[Document extract]:
....
The purpose of this guide is to help you get started using Reactor-based Java SDKs by understanding basic design patterns for the Reactor framework.The Project Reactor website has further documentation if you want to learn more.
Reactive Programming is a declarative programming paradigm in which program operation and control flow are described as a stream of events and data passing through a pipeline of operations. Each operation affects the data which flows downstream from it. Reactive Programming is a useful technique (through not the only technique) for event-driven asynchronous programming; for example it is an alternative to explicitly callback-based programming.
Imperative programming is the more common or "familiar" programming paradigm in which program operation and control flow are expressed by sequential commands which manipulate program state (variables). A simple imperative program in pseudocode is
If input data available, read into variable x
Do operation1 on variable x
Then do operation2 on variable y
Then do operation3 on variable z
And then print the result
Specifically, Reactive Programming is a declarative dataflow paradigm - the programmer must describe a directed acyclic graph (DAG) of operations which represents the logic of the program and the flow of data. A simple declarative dataflow representation of the above program in pseudocode is:
asynchronous data source => operation1 => operation2 => operation3 => print
How this differs from imperative programming, is that the coder is describing the high-level process of execution but letting the language implementation decide when and how to implement these operations. This is exemplified by the concept of back-pressure which is baked into some implementations of Reactive Programming. Back-pressure essentially rate-limits dataflow in a Reactive Stream based on what the recipient of the data can handle. An imperative implementation of back-pressure would require the programmer to describe a complicated flow-control process for each async operation to respond to events. In a declarative dataflow language with back-pressure, the programmer specifies the directed graph of pipelined operations while the language handles scheduling of operations at the implementation level.
Reactive Streams is an industry standard for declarative dataflow programming in an asynchronous environment. More detail on design principles can be found in the Reactive Manifesto. It is the basis for Azure's async Java SDKs going forward.
A Reactive Streams framework implements the Reactive Streams Standard for specific programming languages. The RxJava (ReactiveX for JVM) framework was the basis of past Azure Java SDKs, but will not be going forward.
....
(Coordinate annotation listing)
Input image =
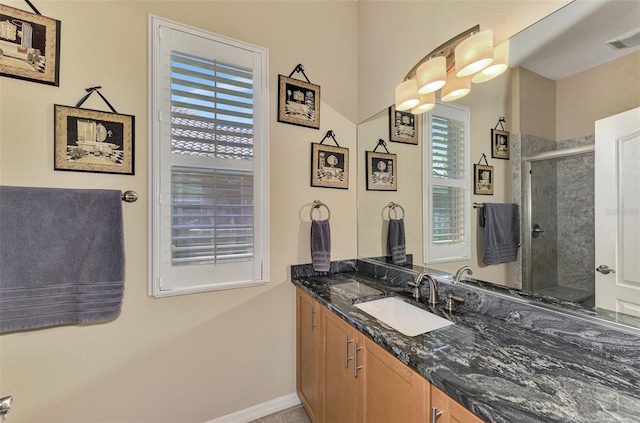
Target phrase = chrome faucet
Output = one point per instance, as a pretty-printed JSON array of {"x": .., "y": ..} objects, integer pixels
[
  {"x": 461, "y": 272},
  {"x": 416, "y": 285}
]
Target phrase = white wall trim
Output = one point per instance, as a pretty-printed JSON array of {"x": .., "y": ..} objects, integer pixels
[{"x": 260, "y": 410}]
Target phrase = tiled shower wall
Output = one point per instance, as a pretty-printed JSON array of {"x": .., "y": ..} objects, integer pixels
[{"x": 563, "y": 206}]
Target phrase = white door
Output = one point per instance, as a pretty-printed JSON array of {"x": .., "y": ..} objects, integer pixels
[{"x": 617, "y": 212}]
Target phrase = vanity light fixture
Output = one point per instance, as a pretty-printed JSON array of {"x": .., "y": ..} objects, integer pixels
[
  {"x": 474, "y": 54},
  {"x": 468, "y": 57},
  {"x": 497, "y": 67}
]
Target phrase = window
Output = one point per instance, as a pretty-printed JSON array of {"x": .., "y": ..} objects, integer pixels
[
  {"x": 208, "y": 161},
  {"x": 447, "y": 181}
]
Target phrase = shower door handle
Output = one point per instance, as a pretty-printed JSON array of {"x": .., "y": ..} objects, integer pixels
[
  {"x": 536, "y": 231},
  {"x": 604, "y": 269}
]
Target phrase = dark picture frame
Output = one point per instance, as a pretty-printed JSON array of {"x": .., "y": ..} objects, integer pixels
[
  {"x": 403, "y": 126},
  {"x": 329, "y": 166},
  {"x": 30, "y": 46},
  {"x": 93, "y": 141},
  {"x": 483, "y": 179},
  {"x": 500, "y": 144},
  {"x": 382, "y": 171},
  {"x": 298, "y": 102}
]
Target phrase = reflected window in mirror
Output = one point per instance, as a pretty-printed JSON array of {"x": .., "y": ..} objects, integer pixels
[{"x": 447, "y": 182}]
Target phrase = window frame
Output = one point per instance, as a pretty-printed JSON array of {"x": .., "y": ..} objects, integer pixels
[
  {"x": 163, "y": 279},
  {"x": 441, "y": 252}
]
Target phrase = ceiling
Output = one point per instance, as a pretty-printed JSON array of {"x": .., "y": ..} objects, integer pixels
[{"x": 573, "y": 39}]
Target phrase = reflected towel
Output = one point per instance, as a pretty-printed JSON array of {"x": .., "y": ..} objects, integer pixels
[
  {"x": 396, "y": 241},
  {"x": 61, "y": 256},
  {"x": 320, "y": 245},
  {"x": 501, "y": 224}
]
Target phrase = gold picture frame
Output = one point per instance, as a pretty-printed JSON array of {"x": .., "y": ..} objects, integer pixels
[
  {"x": 30, "y": 45},
  {"x": 329, "y": 166},
  {"x": 93, "y": 141},
  {"x": 403, "y": 126},
  {"x": 298, "y": 102}
]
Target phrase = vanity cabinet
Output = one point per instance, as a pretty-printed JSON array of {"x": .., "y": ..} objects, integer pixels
[
  {"x": 445, "y": 409},
  {"x": 308, "y": 349},
  {"x": 345, "y": 377}
]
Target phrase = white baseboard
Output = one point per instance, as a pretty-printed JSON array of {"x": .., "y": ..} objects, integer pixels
[{"x": 257, "y": 411}]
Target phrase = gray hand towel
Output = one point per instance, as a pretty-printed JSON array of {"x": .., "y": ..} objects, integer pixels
[
  {"x": 396, "y": 241},
  {"x": 501, "y": 224},
  {"x": 61, "y": 256},
  {"x": 320, "y": 245}
]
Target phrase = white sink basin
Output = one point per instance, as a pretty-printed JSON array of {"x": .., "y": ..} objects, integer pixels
[{"x": 402, "y": 316}]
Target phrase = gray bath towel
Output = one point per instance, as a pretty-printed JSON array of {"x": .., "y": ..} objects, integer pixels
[
  {"x": 501, "y": 224},
  {"x": 320, "y": 245},
  {"x": 396, "y": 241},
  {"x": 61, "y": 256}
]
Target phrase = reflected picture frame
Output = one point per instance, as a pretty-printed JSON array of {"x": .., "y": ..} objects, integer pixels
....
[Required actions]:
1. Answer these questions about the Reactive Programming guide:
(a) What does back-pressure base its rate-limiting of dataflow on?
(b) Which framework was the basis of past Azure Java SDKs?
(c) What does the abbreviation DAG stand for?
2. What are all the stages, in order, of the one-line declarative dataflow pipeline in the Reactive Programming guide?
3. Reproduce the Reactive Programming guide from "A Reactive Streams" up to and including "be going forward.".
You won't need the listing for any of this.

[Responses to the exercise]:
1.
(a) What the recipient of the data can handle.
(b) RxJava (ReactiveX for JVM).
(c) Directed acyclic graph.

2. asynchronous data source, operation1, operation2, operation3, print

3.
A Reactive Streams framework implements the Reactive Streams Standard for specific programming languages. The RxJava (ReactiveX for JVM) framework was the basis of past Azure Java SDKs, but will not be going forward.